*EXERCISE GOAL*. Scale the data from the line containing "Would you be able to point to the potted" through the end, both ends included, and give only those lines again, requests too. Multiply every coordinate in the answers by 2.15 and round it to a whole number, rounding halves up.

-=-=-

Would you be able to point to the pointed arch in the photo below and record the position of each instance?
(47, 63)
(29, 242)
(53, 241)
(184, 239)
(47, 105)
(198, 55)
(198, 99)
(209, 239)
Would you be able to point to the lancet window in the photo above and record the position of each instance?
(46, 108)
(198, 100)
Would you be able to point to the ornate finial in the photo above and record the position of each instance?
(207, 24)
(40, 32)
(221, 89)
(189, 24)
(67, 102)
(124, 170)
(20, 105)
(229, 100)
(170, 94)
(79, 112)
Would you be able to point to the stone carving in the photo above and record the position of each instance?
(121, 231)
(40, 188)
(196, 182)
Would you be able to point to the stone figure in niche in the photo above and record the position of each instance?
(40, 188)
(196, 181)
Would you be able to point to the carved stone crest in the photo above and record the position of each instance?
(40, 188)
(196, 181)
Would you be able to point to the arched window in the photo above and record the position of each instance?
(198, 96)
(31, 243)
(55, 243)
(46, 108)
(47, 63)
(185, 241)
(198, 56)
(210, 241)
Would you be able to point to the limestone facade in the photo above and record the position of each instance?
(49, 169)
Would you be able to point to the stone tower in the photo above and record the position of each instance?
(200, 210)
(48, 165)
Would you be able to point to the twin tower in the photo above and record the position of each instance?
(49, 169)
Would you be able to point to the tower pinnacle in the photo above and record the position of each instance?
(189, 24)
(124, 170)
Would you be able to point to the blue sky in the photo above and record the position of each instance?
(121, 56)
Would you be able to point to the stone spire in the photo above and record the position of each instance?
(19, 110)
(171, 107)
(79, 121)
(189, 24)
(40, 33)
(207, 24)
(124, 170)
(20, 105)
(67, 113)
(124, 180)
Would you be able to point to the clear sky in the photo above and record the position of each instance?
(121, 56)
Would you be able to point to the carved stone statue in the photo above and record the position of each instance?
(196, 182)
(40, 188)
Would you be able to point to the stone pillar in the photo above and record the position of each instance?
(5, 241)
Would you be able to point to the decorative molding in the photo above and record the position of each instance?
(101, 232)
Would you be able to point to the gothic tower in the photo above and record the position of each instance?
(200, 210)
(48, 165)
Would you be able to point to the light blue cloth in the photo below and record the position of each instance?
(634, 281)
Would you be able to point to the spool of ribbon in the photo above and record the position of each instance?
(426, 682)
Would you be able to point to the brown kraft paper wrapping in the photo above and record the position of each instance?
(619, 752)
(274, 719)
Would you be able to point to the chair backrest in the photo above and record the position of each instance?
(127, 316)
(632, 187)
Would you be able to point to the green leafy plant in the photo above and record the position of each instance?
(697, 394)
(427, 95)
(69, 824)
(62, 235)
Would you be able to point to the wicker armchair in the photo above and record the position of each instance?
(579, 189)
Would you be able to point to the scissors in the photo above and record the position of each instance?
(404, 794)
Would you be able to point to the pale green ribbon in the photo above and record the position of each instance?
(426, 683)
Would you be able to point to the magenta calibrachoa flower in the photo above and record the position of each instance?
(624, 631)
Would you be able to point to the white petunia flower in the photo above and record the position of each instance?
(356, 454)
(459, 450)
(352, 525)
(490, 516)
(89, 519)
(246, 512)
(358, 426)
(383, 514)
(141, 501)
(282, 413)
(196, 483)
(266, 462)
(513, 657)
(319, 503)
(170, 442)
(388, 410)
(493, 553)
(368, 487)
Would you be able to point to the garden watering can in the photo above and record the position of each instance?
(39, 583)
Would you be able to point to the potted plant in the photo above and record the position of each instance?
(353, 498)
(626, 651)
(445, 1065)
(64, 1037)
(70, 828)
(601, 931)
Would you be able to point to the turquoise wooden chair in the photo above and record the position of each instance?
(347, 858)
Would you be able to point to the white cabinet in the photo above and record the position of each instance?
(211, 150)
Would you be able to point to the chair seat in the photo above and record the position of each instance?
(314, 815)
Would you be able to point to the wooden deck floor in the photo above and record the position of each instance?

-=-=-

*OUTPUT OF THE EXERCISE*.
Would you be able to point to the potted plant in the photo above and record the position of each instance?
(759, 1071)
(1346, 1400)
(957, 2290)
(138, 2230)
(151, 1780)
(1292, 2002)
Would you be able to point to the turquoise wooden chair in the photo above and record the position of each instance?
(746, 1845)
Would you be able to point to the white cabinet in the photo above and record the position of each instance?
(454, 323)
Would you be able to point to the chair seat in the photo above and record the position of each instance?
(675, 1752)
Would you be able to point to the wooden deck floor in the photo above and record the position of each instance?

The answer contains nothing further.